• _Page excerpt_:
▽
# Compact Folding Survival Bow



## Sentry18 (Aug 5, 2012)

I was not really into propelling things without the aid of combustion, until I saw this article. I am sure those of you well versed in the world of bows & arrows will consider this old news, but to me it sure looks like bug-out-bag awesomeness. Anyone ever actually lay hands on one of these? (Article & Video down below)

http://www.recoilweb.com/primal-gears-compact-folding-survival-bow-24265.html





















> Primal Gear Unlimited is a company that specializes in 'hunting, survival, camping and every day carry". They've only been around for approximately a year now but are making a big impression. Headquartered in Guyton, GA, they are the manufacturers of the Compact Folding Survival Bow. This compact, lightweight takedown bow comes in 50- and 55- pound draw weight, though there are some confusing notes on their website that make it unclear if the 50lb draw bow is actually 60lbs.
> 
> The CFSB survival bow was designed by archery enthusiast (and Primal Gear co-founder) Jeff Barber to address issues with traditional takedown recurve bow. Among these was the possibility of losing or breaking parts while the bow as in breakdown mode, the time it takes to assemble and the actual number of pieces the weapon disassembled into. Barber's initial design addressed these potential problems by keeping the bow in a single compact piece even while broken down. In breakdown mode the riser of the bow acts as a sheath to protect the limbs. Unfortunately this design was found to be too tough to machine and the necessary 'poured materials' would either be too weak to stand up to the pressure of the limbs when the bow as in use or, if they were strong enough, they'd be too heavy to be functional. In the end the riser was made of machined T-6 6061 aircraft aluminum and the limbs built of fiberglass.
> 
> ...


----------



## Sentry18 (Aug 5, 2012)

I put my Google Fu to work for me and I see that the bow above is just one of many on the market. It might also be one of the more expensive of the breed (although also reviewed as being the "best" of the bunch). Here a lower cost alternative:

Compact Take-Down "Spectre II" Survival Bow and Arrow Set

http://xpectre.com/index.php?main_p...s_id=1&zenid=f75c9c7cf51b7cf169cf11f37bb89401


----------



## Geek999 (Jul 9, 2013)

Bows are pretty popular around here. These look like they would go well in a GHB.


----------



## HamiltonFelix (Oct 11, 2011)

I'm not an archer, though definitely interested in learning. 
I've been wondering about durability of different designs and materials, as well as the action of different materials. 
Takedown design is nice. Fits a bugout bag easier than a takedown rifle. 
Will a bow with metal limbs work well? It should be very durable, though perhaps heavy. 

I watched my oldest son transition from a compound to a primitive longbow. There was plenty of cussing and frustration at first, but he's pretty good with it now. His "stick" is very easy to carry in the woods. When not strung, it is simply a stick or staff, no crap to hang up on brush like a more complex bow. That's one of the disadvantage of a crossbow. It would seem easy for any rifle shooter to learn, but it's a very awkward shape to carry in heavy brush. 

If any archers out there have experimented, I'm curious about the comparative action and "feel" of yew longbow, metal longbow, fiberglass longbow, recurves of fiberglass, metal or composite, as well as various compound designs. 

But don't even get started on those big asymmetric Japanese bows. Those things just weird me out.


----------



## mosquitomountainman (Jan 25, 2010)

Something to think about: shooting off a rest like the one on this bow will require feather fletching on your arrows. Quality feather fletched arrows are difficult to find (I do my own) but that's the only problem I see with the set-up. The price looks good and you don't need lots of arrows if you're careful.


----------
△
• _Available data_:
▽
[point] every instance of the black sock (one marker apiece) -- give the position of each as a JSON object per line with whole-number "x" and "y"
△
• _Instruction 1_: In the survival bow thread, what material was used for the bow's riser?
• _Instruction 2_: Write out the survival bow thread from "## HamiltonFelix (Oct" up to and including "in heavy brush.".

• _Full output 1_: Machined T-6 6061 aircraft aluminum.

• _Full output 2_:
## HamiltonFelix (Oct 11, 2011)

I'm not an archer, though definitely interested in learning. 
I've been wondering about durability of different designs and materials, as well as the action of different materials. 
Takedown design is nice. Fits a bugout bag easier than a takedown rifle. 
Will a bow with metal limbs work well? It should be very durable, though perhaps heavy. 

I watched my oldest son transition from a compound to a primitive longbow. There was plenty of cussing and frustration at first, but he's pretty good with it now. His "stick" is very easy to carry in the woods. When not strung, it is simply a stick or staff, no crap to hang up on brush like a more complex bow. That's one of the disadvantage of a crossbow. It would seem easy for any rifle shooter to learn, but it's a very awkward shape to carry in heavy brush.